▸ INPUT RECORDS:
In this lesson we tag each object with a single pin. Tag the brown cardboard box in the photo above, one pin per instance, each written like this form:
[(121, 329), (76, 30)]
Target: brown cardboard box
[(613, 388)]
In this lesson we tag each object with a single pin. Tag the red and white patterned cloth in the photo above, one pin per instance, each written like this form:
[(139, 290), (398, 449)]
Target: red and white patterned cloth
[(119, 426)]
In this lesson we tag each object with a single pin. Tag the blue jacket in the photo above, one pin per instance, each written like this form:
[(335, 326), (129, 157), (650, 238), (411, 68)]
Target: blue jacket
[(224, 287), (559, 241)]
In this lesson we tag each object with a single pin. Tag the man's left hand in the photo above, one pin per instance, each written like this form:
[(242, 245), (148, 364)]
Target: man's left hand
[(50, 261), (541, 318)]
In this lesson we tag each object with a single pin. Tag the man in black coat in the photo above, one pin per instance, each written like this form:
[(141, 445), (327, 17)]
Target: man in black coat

▸ WHAT YOU NEED TO DO: Reproduce each of the items above word for word, from the first line to the last.

▸ CORRECT RESULT:
In this lesson we tag each object with a single pin. Tag the brown cardboard box in the photo above, one pin per instance, each written like this form:
[(121, 329), (76, 30)]
Target: brown cardboard box
[(613, 388)]
In this lesson we tag each object with a single pin. Tag the red and white patterned cloth in the photo above, one pin per instance, each written like this form:
[(139, 290), (398, 449)]
Target: red and white patterned cloth
[(119, 426)]
In this lesson we tag each object with a single pin. Tag the blue jacket in the photo above, one pin per instance, each written like this form:
[(335, 326), (129, 157), (650, 238), (411, 68)]
Target: blue jacket
[(224, 287), (559, 241)]
In this lesson we tag each object with a single pin. Tag the man's left hand in the photo above, one pin per instance, each written like this form:
[(242, 245), (148, 364)]
Target: man's left hand
[(50, 261), (541, 318)]
In this lesson we tag each object with a single pin. Tag the man in black coat in the photo above, one pin per instance, each written like this form:
[(141, 445), (327, 17)]
Target: man in black coat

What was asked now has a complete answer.